#### [What this task involves]
Copy each entry below exactly as it appears.
(Beginning of Records)
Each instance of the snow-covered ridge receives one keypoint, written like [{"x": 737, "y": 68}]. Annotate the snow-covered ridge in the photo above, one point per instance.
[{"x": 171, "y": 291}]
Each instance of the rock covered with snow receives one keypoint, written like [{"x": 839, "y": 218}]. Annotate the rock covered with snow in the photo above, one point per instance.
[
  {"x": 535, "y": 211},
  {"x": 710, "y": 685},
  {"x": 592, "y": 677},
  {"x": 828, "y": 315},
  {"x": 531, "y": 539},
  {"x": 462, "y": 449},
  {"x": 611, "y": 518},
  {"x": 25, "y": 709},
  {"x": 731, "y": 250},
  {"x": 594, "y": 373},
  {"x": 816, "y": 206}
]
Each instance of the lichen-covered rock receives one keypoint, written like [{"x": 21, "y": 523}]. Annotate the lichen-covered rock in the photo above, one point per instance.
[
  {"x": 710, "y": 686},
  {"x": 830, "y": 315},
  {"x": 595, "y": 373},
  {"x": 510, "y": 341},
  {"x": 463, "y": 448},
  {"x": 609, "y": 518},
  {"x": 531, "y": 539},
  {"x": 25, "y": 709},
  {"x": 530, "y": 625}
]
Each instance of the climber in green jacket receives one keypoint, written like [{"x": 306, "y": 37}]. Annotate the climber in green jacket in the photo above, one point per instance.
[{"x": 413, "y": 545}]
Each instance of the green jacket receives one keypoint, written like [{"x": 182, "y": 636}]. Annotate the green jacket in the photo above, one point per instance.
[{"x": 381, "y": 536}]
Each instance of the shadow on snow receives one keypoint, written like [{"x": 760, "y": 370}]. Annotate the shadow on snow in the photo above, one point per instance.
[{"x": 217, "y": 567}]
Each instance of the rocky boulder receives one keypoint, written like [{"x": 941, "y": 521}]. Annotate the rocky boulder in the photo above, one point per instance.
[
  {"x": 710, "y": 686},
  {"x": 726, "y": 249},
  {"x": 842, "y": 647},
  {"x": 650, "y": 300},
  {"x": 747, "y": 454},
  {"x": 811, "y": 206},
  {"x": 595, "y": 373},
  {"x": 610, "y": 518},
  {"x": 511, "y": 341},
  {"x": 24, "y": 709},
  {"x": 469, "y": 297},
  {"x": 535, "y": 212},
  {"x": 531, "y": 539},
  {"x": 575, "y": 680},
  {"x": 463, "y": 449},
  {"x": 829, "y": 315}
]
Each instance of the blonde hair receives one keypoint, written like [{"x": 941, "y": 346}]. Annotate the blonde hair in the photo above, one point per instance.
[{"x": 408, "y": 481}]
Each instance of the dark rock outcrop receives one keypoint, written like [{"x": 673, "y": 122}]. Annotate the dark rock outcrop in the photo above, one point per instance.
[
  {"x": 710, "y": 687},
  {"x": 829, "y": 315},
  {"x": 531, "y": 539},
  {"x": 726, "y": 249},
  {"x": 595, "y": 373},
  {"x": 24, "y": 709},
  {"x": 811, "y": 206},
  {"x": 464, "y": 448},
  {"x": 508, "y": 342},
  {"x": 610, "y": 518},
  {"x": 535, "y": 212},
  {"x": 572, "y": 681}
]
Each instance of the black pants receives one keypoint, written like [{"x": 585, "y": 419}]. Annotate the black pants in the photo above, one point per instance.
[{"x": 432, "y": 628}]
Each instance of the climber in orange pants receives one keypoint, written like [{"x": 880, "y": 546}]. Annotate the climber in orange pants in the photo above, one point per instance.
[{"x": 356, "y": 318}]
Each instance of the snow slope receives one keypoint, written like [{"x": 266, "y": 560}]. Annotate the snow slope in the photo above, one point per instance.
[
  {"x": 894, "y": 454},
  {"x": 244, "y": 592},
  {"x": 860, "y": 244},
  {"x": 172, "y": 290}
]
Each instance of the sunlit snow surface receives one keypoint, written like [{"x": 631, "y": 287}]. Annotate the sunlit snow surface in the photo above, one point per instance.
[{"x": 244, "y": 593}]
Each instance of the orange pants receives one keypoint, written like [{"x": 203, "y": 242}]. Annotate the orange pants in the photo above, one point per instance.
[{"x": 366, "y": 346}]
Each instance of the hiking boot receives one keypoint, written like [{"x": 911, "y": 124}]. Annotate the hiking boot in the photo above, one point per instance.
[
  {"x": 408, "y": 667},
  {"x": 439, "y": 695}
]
(End of Records)
#### [Exercise solution]
Each instance of the snow-covered ridge receives one keypoint, written like [{"x": 737, "y": 68}]. Annotate the snow-covered ridge in the photo above, one point per instance.
[{"x": 171, "y": 291}]
Each instance of the rock covered with snow receives one keypoint, written like [{"x": 839, "y": 218}]. Annotate the rock covered with snow in the photo above, one point per instance.
[
  {"x": 535, "y": 211},
  {"x": 710, "y": 685},
  {"x": 592, "y": 677},
  {"x": 828, "y": 315},
  {"x": 531, "y": 539},
  {"x": 462, "y": 449},
  {"x": 611, "y": 518},
  {"x": 25, "y": 709},
  {"x": 731, "y": 250},
  {"x": 594, "y": 373},
  {"x": 816, "y": 206}
]
Each instance of the lichen-covered rock receives one keypoint, written like [{"x": 21, "y": 523}]. Annotate the lichen-covered rock in the photo above, one point per instance.
[
  {"x": 710, "y": 686},
  {"x": 830, "y": 315},
  {"x": 595, "y": 373},
  {"x": 510, "y": 341},
  {"x": 463, "y": 448},
  {"x": 609, "y": 518},
  {"x": 531, "y": 539},
  {"x": 25, "y": 709},
  {"x": 530, "y": 625}
]
Each instance of the climber in green jacket receives one keypoint, written like [{"x": 306, "y": 37}]. Annotate the climber in green jacket in the photo above, one point per instance.
[{"x": 413, "y": 545}]
Each instance of the green jacket receives one keypoint, written like [{"x": 182, "y": 636}]. Annotate the green jacket in the photo above, one point per instance.
[{"x": 381, "y": 536}]
Each instance of the shadow on snow receives one keypoint, written like [{"x": 760, "y": 370}]. Annotate the shadow on snow in the photo above, one point per instance.
[{"x": 217, "y": 567}]
Each instance of the rocky boulder receives one keypoint, written like [{"x": 941, "y": 521}]. Annotate the rocky boulder in the photo above, one point per instance.
[
  {"x": 710, "y": 686},
  {"x": 726, "y": 249},
  {"x": 842, "y": 647},
  {"x": 650, "y": 300},
  {"x": 747, "y": 454},
  {"x": 811, "y": 206},
  {"x": 595, "y": 373},
  {"x": 610, "y": 518},
  {"x": 511, "y": 341},
  {"x": 24, "y": 709},
  {"x": 469, "y": 297},
  {"x": 535, "y": 212},
  {"x": 531, "y": 539},
  {"x": 575, "y": 680},
  {"x": 463, "y": 449},
  {"x": 829, "y": 315}
]
Each instance of the blonde hair receives one keypoint, written like [{"x": 941, "y": 346}]. Annotate the blonde hair in the photo above, one point per instance.
[{"x": 408, "y": 481}]
Each instance of the dark rock outcrop receives one keypoint, written like [{"x": 673, "y": 122}]. Annotate the dark rock outcrop in the photo above, one point per instance.
[
  {"x": 710, "y": 687},
  {"x": 829, "y": 315},
  {"x": 531, "y": 539},
  {"x": 726, "y": 249},
  {"x": 595, "y": 373},
  {"x": 24, "y": 709},
  {"x": 811, "y": 206},
  {"x": 464, "y": 448},
  {"x": 508, "y": 342},
  {"x": 610, "y": 518},
  {"x": 535, "y": 212},
  {"x": 572, "y": 681}
]
Each instance of the black pants receives one keypoint, written like [{"x": 585, "y": 419}]. Annotate the black pants in the photo above, one point per instance.
[{"x": 432, "y": 628}]
Each instance of the climber in orange pants receives one keypoint, written like [{"x": 880, "y": 546}]. Annotate the climber in orange pants in the photo above, one point per instance.
[{"x": 356, "y": 318}]
Each instance of the snow slope receives one keypoint, written like [{"x": 266, "y": 560}]. Annotate the snow slope in the photo above, one point per instance.
[
  {"x": 894, "y": 454},
  {"x": 244, "y": 592},
  {"x": 860, "y": 244},
  {"x": 172, "y": 290}
]
Each instance of the sunlit snow surface receives one keypoint, written like [{"x": 631, "y": 287}]. Annotate the sunlit snow surface in the photo above, one point per instance.
[{"x": 244, "y": 593}]
Each instance of the orange pants receives one keypoint, written like [{"x": 203, "y": 242}]. Annotate the orange pants in the photo above, one point per instance.
[{"x": 366, "y": 346}]
Each instance of the hiking boot receives one keypoint, written like [{"x": 911, "y": 124}]. Annotate the hiking boot in the photo above, one point per instance.
[
  {"x": 408, "y": 667},
  {"x": 439, "y": 695}
]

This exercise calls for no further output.